──────── Record extracts ────────

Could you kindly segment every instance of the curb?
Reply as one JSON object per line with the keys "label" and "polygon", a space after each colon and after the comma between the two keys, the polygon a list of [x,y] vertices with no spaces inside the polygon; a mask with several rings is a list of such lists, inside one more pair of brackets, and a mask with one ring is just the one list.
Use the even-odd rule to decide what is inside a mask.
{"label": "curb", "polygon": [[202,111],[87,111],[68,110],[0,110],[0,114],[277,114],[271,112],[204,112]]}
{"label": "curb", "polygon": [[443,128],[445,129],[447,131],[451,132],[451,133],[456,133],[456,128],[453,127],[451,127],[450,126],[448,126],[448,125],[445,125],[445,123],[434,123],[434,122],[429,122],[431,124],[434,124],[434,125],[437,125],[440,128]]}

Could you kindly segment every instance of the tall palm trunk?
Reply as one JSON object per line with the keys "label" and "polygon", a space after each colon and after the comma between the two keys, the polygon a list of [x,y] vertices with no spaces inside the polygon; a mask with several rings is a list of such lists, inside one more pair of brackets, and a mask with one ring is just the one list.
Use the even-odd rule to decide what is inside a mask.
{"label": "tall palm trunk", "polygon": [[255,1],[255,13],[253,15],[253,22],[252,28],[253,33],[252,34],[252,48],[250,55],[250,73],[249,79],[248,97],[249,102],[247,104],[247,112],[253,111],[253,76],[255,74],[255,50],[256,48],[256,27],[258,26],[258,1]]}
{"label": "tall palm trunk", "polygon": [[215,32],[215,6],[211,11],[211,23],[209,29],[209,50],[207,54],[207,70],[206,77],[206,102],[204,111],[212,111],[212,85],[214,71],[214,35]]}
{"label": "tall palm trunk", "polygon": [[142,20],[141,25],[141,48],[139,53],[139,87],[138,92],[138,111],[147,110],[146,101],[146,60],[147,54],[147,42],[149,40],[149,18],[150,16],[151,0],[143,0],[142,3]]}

────────

• Exercise prompt: Please output the entries above, every line exactly as it reads.

• Solution to the problem:
Could you kindly segment every instance of the curb?
Reply as one JSON object per line with the keys "label" and "polygon", a space after each colon and after the comma between the two keys, the polygon a list of [x,y] vertices with no spaces inside the polygon; a mask with several rings is a list of such lists, inside one more pair of brackets, and a mask with one ring is just the one list.
Use the even-odd rule to decide what is inside a mask.
{"label": "curb", "polygon": [[202,111],[87,111],[68,110],[0,110],[0,114],[277,114],[271,112],[204,112]]}
{"label": "curb", "polygon": [[443,128],[445,129],[447,131],[451,132],[451,133],[456,133],[456,128],[453,127],[451,127],[450,126],[448,126],[448,125],[445,125],[445,123],[434,123],[434,122],[429,122],[431,124],[434,124],[434,125],[437,125],[440,128]]}

Could you kindly segment every instance of the tall palm trunk?
Reply as one JSON object per line with the keys "label" and "polygon", a space after each colon and after the comma between the two keys, the polygon a list of [x,y] vertices with no spaces inside the polygon; a mask with several rings is a list of such lists, inside one more pair of brackets, and a mask with one ring is just the one list.
Use the even-odd rule to decide what is inside a mask.
{"label": "tall palm trunk", "polygon": [[255,1],[255,13],[253,15],[253,22],[252,28],[253,33],[252,34],[252,48],[250,55],[250,73],[249,79],[248,97],[249,102],[247,104],[247,112],[253,111],[253,76],[255,74],[255,50],[256,48],[256,27],[258,26],[258,1]]}
{"label": "tall palm trunk", "polygon": [[215,32],[215,6],[211,11],[211,23],[209,29],[209,50],[207,54],[207,70],[206,77],[206,102],[204,111],[212,111],[212,85],[214,71],[214,35]]}
{"label": "tall palm trunk", "polygon": [[142,20],[141,25],[141,48],[139,53],[139,87],[138,92],[138,111],[147,110],[146,101],[146,60],[147,54],[147,42],[149,40],[149,18],[150,16],[151,0],[143,0],[142,3]]}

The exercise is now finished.